[Object location annotation data]
'''

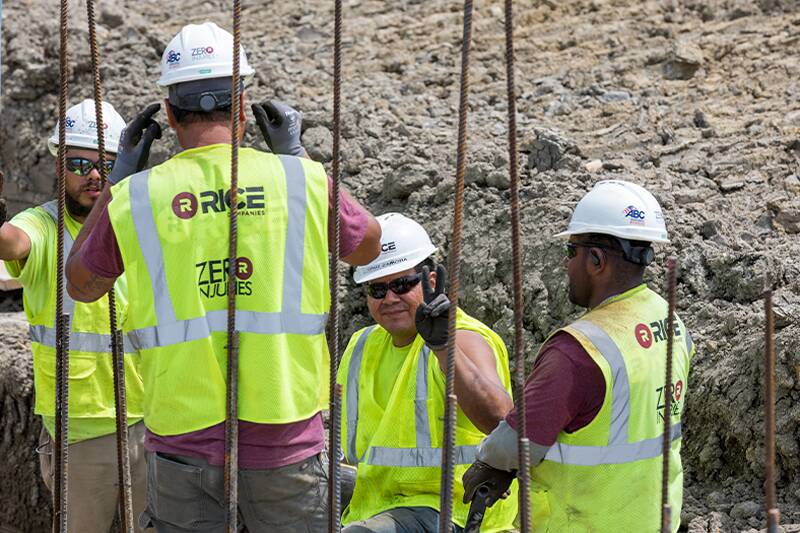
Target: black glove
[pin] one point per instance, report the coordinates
(484, 481)
(2, 200)
(280, 125)
(134, 144)
(432, 316)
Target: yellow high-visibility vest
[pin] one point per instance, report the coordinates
(172, 225)
(606, 477)
(398, 449)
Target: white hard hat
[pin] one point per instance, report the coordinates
(201, 51)
(81, 127)
(404, 245)
(619, 208)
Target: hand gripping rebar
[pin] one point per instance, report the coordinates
(666, 510)
(61, 320)
(334, 469)
(448, 459)
(231, 470)
(523, 472)
(773, 514)
(117, 352)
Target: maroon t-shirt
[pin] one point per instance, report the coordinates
(261, 446)
(564, 392)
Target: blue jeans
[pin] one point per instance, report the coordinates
(401, 520)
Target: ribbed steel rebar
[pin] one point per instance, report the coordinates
(448, 459)
(773, 515)
(334, 469)
(117, 353)
(61, 320)
(516, 251)
(666, 511)
(231, 470)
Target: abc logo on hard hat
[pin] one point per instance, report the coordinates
(404, 245)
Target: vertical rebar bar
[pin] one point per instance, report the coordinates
(516, 251)
(773, 515)
(117, 353)
(61, 320)
(448, 459)
(666, 510)
(231, 470)
(334, 445)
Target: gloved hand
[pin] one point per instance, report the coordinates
(134, 144)
(432, 316)
(484, 481)
(2, 200)
(280, 125)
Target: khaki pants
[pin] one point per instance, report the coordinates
(92, 495)
(186, 494)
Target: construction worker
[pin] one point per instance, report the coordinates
(595, 399)
(393, 387)
(28, 244)
(167, 229)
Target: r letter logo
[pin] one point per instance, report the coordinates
(184, 205)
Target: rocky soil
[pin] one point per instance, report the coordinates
(697, 100)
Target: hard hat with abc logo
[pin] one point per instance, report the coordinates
(81, 128)
(200, 51)
(404, 245)
(619, 208)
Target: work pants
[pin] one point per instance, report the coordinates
(401, 520)
(93, 491)
(186, 494)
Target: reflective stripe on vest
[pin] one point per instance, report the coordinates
(172, 331)
(618, 450)
(423, 454)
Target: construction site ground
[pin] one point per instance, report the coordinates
(698, 100)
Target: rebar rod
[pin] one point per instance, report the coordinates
(448, 445)
(61, 320)
(117, 353)
(666, 510)
(773, 515)
(231, 469)
(516, 251)
(334, 445)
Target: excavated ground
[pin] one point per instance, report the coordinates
(696, 100)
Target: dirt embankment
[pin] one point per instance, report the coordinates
(698, 101)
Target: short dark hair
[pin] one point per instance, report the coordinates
(185, 117)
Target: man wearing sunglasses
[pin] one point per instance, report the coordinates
(595, 399)
(28, 245)
(393, 382)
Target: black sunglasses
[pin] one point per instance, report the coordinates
(397, 286)
(571, 248)
(82, 166)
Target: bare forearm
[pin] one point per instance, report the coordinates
(483, 400)
(14, 243)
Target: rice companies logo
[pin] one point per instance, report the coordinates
(185, 205)
(173, 57)
(212, 277)
(634, 215)
(656, 331)
(202, 52)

'''

Please shift each coordinate value by adding 19 to it, from the line with "Target: short dark hair" up to and including the last line of the data. Copy every line in that range, leaving all text other than the coordinates unchanged.

* **RESPONSE TO THIS EXERCISE**:
Target: short dark hair
[pin] one point per instance, report the coordinates
(204, 136)
Target: man wearing sunglasses
[pin] one point per instance, report the coordinates
(614, 418)
(47, 264)
(412, 401)
Target: black sunglasses
[pin] one point per instance, report the coordinates
(416, 305)
(590, 267)
(101, 185)
Target: bare forearm
[pin] one point per instance, report the coordinates
(502, 419)
(33, 262)
Target: rice companies logo
[pin] one point per instance, report the coordinates
(204, 224)
(192, 76)
(231, 296)
(653, 234)
(675, 350)
(221, 71)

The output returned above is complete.